§ INSTRUCTIONS TO FOLLOW
The expected answer is the set of lines in the data below between the line holding "Where can the flowering" and the line holding "Where can the gray", inclusive, written out exactly.

━━ RECORDS

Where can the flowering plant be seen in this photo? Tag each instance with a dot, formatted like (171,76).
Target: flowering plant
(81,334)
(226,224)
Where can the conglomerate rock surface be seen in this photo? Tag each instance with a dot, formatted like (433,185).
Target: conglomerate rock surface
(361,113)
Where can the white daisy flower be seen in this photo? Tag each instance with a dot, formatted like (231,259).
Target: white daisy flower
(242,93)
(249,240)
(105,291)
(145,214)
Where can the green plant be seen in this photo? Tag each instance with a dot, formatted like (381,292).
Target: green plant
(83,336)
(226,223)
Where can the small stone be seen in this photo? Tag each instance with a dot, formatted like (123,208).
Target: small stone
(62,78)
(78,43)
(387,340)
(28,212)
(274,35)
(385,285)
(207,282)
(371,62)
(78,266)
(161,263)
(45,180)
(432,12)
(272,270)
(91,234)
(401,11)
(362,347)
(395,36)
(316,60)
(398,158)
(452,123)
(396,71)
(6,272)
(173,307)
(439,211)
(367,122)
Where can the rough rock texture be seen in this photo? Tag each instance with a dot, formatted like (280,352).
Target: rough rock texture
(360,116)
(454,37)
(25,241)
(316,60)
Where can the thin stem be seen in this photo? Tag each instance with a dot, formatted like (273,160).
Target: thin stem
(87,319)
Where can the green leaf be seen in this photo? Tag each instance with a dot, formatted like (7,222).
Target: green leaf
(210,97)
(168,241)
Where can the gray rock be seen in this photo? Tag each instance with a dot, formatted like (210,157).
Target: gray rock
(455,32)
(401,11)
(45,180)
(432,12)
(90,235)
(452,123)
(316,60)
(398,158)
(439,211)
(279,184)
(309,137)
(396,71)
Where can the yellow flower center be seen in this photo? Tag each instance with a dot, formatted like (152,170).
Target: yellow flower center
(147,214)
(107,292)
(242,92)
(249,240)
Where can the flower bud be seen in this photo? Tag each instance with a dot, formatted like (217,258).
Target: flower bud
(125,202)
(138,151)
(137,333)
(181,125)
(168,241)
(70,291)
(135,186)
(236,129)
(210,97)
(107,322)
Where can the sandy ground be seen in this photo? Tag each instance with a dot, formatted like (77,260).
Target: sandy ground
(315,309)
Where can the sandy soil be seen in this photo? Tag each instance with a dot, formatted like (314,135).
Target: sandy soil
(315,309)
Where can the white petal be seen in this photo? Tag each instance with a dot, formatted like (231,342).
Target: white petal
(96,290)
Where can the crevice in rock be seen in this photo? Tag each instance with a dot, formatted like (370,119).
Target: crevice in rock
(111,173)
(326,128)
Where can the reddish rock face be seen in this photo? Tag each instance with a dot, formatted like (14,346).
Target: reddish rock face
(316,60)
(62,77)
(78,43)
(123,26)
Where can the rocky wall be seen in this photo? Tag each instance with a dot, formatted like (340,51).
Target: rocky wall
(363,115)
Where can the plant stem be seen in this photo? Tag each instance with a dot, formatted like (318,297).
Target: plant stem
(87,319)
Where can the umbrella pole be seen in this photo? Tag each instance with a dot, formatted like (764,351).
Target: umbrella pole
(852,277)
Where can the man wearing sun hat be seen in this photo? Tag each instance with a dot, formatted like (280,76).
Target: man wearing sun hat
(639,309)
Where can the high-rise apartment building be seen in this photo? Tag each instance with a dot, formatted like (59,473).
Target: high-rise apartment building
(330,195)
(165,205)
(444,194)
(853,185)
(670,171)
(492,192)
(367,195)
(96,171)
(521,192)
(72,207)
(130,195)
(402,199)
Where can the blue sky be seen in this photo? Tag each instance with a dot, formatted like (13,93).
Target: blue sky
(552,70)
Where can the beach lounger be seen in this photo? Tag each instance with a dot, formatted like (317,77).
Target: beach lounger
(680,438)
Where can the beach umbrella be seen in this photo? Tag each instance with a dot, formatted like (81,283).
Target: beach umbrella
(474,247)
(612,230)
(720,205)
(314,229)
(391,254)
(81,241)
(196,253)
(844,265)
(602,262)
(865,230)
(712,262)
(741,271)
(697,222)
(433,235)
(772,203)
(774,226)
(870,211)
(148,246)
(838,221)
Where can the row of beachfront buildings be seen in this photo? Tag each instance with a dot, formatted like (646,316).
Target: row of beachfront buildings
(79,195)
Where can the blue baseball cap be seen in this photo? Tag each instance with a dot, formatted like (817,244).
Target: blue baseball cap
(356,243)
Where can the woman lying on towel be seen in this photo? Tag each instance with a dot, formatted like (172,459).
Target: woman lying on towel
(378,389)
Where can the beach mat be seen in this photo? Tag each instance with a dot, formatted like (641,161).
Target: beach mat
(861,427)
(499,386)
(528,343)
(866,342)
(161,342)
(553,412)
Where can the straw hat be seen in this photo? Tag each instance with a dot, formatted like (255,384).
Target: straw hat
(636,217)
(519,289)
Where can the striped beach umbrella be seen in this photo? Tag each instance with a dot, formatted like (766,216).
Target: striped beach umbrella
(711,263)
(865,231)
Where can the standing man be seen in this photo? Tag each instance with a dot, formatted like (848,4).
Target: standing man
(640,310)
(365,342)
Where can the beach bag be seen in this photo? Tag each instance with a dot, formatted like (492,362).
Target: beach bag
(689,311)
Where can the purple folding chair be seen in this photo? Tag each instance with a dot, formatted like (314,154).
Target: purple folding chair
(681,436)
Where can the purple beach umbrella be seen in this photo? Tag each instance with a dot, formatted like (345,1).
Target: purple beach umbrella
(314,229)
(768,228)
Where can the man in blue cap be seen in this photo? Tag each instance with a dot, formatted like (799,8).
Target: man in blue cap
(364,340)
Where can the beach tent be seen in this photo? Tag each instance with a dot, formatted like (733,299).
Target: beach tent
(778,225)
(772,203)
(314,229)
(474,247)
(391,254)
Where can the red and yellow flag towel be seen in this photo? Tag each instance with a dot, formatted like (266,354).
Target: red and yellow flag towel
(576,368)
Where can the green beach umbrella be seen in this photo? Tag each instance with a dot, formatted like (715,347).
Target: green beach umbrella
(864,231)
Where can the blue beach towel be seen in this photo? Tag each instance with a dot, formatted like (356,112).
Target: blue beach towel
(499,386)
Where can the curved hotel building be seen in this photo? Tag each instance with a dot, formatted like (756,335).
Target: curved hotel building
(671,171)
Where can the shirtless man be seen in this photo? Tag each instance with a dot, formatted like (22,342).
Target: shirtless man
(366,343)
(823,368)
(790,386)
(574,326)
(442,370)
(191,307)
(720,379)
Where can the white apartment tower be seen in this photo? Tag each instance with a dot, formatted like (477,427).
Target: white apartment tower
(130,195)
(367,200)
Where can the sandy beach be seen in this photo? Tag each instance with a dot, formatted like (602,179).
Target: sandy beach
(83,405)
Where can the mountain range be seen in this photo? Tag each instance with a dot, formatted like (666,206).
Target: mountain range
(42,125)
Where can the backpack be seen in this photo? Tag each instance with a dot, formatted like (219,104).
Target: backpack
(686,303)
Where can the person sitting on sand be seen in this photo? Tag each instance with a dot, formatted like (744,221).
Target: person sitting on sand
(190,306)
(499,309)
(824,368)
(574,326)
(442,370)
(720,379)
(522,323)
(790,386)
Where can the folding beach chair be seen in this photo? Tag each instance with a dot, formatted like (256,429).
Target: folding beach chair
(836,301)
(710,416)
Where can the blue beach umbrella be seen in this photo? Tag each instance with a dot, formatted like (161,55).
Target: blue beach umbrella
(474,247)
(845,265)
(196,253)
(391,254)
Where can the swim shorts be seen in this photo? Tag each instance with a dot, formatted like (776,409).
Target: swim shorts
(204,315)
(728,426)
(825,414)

━━━━
━━ RECORDS

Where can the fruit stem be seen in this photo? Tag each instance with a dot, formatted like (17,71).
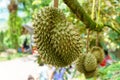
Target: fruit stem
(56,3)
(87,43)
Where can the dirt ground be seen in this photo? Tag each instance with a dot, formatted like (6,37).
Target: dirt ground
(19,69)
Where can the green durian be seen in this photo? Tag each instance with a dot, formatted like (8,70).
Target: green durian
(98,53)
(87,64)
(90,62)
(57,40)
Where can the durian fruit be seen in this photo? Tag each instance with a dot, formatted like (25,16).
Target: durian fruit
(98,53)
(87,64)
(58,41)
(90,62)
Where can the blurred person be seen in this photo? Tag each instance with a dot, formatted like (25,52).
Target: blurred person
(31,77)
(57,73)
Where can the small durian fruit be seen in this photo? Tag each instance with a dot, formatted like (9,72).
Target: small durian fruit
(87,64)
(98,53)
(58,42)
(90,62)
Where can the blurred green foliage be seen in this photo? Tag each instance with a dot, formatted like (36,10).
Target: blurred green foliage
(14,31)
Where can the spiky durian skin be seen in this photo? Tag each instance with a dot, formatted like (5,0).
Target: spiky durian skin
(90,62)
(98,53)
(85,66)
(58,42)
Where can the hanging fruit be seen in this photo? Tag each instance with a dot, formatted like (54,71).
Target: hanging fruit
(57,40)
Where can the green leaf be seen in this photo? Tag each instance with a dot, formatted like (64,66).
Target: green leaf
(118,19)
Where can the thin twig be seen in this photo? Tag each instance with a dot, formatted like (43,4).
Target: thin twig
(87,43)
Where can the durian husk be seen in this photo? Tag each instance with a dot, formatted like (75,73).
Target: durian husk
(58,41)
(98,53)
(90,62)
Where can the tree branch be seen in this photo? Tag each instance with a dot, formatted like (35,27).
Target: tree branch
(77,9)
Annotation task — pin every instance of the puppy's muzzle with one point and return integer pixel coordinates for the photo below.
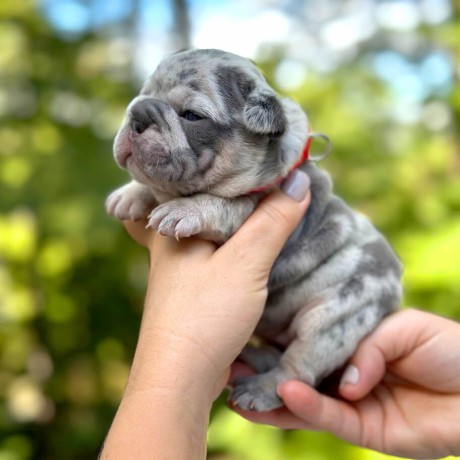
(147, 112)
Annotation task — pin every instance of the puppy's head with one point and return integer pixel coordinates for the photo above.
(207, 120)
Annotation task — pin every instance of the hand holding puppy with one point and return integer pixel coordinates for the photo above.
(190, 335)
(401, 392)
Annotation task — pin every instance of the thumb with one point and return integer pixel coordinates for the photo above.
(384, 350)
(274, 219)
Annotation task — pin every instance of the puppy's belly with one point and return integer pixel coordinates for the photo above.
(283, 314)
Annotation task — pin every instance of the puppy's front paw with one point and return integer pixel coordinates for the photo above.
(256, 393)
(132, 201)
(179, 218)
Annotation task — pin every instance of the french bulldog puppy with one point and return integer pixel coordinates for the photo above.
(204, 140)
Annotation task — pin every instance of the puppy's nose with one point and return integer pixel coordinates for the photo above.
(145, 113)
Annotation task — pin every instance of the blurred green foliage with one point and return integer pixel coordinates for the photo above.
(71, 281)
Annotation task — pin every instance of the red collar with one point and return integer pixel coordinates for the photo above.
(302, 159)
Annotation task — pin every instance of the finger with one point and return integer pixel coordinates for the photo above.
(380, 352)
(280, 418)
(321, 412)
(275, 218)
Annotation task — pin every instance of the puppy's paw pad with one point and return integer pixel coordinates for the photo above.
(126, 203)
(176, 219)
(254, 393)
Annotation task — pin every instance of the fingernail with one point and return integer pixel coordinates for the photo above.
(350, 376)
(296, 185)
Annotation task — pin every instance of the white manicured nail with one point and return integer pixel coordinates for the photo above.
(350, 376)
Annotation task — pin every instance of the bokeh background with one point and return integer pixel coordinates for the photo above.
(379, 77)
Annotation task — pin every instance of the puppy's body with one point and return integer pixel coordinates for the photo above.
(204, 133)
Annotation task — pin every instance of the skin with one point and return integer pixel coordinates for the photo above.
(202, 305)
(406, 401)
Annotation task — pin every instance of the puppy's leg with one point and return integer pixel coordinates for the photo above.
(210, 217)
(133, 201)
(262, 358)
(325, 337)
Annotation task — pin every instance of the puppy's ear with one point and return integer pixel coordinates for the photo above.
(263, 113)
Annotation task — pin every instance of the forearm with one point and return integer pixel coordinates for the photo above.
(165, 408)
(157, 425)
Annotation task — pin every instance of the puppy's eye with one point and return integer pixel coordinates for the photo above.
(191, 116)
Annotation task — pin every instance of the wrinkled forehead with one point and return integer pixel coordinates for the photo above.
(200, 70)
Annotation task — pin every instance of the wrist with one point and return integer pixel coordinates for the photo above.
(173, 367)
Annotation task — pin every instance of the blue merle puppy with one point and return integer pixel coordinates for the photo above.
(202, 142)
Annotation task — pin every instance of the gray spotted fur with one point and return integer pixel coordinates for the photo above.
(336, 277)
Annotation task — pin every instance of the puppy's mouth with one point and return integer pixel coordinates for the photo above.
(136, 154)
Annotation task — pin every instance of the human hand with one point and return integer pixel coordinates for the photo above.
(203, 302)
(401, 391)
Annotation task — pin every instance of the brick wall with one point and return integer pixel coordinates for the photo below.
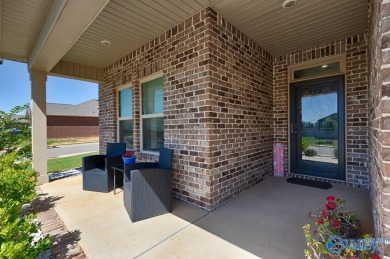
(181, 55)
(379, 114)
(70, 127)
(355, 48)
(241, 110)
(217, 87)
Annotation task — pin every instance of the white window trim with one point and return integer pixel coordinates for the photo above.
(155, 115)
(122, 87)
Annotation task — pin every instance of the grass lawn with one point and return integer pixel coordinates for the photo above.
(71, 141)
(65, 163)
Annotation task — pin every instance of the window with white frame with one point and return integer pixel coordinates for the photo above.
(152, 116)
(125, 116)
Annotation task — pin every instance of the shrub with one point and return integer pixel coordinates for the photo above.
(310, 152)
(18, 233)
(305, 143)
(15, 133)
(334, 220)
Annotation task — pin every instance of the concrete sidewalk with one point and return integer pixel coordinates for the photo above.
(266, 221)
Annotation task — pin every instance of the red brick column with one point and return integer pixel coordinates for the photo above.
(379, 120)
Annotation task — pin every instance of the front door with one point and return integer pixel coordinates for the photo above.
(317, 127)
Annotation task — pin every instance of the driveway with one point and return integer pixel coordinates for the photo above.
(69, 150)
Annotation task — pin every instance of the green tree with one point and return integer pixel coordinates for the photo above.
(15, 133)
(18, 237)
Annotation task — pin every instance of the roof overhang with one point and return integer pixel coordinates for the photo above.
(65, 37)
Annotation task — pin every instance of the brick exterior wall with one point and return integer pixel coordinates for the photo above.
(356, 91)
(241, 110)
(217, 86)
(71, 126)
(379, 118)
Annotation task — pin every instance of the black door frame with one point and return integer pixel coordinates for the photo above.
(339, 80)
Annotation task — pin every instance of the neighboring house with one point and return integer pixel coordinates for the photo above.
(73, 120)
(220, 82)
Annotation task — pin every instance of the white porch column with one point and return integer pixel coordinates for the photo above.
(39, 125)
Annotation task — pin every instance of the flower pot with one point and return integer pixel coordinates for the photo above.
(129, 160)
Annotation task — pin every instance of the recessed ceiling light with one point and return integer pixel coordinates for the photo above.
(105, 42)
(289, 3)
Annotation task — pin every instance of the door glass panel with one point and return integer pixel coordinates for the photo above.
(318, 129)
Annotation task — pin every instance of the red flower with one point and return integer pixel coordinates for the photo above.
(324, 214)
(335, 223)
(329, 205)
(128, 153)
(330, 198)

━━━━
━━ RECORDS

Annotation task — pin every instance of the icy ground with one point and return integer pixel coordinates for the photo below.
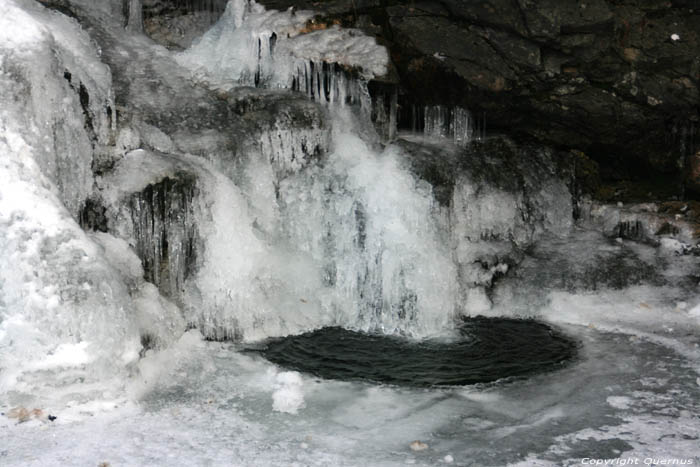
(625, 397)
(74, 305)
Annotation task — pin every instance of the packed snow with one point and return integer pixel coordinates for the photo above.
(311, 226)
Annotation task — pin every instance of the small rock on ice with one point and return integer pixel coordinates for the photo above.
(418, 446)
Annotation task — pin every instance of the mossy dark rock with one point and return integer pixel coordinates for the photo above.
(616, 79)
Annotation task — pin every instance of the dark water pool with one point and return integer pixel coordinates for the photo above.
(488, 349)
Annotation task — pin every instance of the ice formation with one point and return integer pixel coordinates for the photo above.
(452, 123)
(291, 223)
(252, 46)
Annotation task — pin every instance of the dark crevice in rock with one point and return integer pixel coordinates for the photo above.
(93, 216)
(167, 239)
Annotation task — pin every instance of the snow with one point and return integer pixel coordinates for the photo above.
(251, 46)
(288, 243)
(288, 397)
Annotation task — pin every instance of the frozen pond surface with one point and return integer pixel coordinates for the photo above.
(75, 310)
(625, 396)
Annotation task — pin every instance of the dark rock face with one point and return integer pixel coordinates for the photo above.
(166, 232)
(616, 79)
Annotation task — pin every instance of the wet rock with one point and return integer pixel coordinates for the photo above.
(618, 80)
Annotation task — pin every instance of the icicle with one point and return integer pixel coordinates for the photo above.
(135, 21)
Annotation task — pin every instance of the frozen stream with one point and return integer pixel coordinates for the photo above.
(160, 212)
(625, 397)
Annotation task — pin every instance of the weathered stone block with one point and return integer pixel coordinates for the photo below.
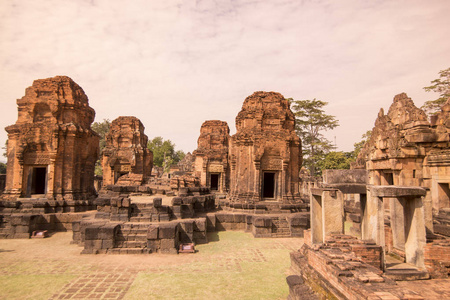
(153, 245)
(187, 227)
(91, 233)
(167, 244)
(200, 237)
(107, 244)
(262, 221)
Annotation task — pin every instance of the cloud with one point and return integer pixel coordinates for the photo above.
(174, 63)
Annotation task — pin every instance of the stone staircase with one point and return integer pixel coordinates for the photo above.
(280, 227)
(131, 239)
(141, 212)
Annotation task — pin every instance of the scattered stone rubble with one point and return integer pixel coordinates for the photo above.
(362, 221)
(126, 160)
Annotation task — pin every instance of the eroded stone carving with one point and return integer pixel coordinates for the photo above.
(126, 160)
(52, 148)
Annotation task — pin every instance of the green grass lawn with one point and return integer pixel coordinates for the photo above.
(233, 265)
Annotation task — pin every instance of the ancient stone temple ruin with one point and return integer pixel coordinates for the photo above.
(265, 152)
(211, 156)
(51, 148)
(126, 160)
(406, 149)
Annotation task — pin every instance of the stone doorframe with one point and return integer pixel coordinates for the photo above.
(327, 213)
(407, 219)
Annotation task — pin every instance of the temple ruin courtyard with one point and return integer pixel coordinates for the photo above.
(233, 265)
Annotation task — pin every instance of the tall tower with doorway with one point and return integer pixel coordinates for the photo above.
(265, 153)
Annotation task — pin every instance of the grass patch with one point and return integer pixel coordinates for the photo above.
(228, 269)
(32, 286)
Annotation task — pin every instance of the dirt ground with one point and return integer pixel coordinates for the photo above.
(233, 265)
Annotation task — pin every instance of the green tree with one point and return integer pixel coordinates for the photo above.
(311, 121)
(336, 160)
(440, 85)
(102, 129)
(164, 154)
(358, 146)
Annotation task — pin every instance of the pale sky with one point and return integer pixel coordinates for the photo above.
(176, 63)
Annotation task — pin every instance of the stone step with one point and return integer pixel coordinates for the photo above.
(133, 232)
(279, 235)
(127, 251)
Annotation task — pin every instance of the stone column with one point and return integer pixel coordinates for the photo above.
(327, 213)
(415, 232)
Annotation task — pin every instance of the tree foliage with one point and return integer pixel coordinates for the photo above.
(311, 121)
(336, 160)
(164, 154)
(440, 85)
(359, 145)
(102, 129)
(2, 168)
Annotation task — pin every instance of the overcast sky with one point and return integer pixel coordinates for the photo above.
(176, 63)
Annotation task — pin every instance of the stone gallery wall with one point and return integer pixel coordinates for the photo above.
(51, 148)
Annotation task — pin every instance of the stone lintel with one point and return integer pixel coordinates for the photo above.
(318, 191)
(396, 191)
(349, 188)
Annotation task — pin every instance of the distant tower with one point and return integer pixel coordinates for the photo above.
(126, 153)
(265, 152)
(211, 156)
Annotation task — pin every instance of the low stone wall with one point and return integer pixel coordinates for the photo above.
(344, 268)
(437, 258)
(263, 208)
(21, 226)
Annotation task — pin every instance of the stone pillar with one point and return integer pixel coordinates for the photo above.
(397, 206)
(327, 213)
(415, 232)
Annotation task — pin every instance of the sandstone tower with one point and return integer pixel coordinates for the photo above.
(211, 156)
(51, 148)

━━━━

§ THE COMPLETED TASK
Where can the flowering plant be seen in this photo? Tag each instance with a dot, formatted like (171,76).
Target: flowering plant
(81,334)
(226,224)
Where can the conglomerate rock surface be seen in this photo? Tag each instance with a dot, formatted like (433,185).
Target: conglomerate rock surface
(361,113)
Where can the white daisy flower be seen in this photo? Tag each instance with a dot, formatted like (231,259).
Target: white daisy flower
(242,93)
(249,240)
(105,291)
(145,214)
Where can the green plant be seen in this photo? Tag each instance with a dot, formatted like (381,292).
Target: green plant
(83,336)
(226,223)
Where can the small stone be seen in this photo? Tag each instance with a dot, formatted like (123,208).
Target: small stone
(62,78)
(78,43)
(387,340)
(28,212)
(274,35)
(385,285)
(207,282)
(371,62)
(78,266)
(161,263)
(45,180)
(432,12)
(272,270)
(91,234)
(401,11)
(362,347)
(395,36)
(316,60)
(398,158)
(452,123)
(396,71)
(6,272)
(173,307)
(439,211)
(367,122)
Where can the rough rock texture be seen in this photo? Tag each instance with a dot, formatted like (280,352).
Target: rough rock texture
(360,116)
(454,37)
(25,241)
(316,60)
Where can the thin stem be seen in this photo? Tag each instance with a dot, formatted like (273,160).
Target: thin stem
(87,319)
Where can the green leaf be seen in this photo? Tag each instance with a dot, formatted like (7,222).
Target: green leaf
(210,97)
(168,241)
Where can the gray rock be seen in this photo? Tag each instance with a dot, formatted like (210,157).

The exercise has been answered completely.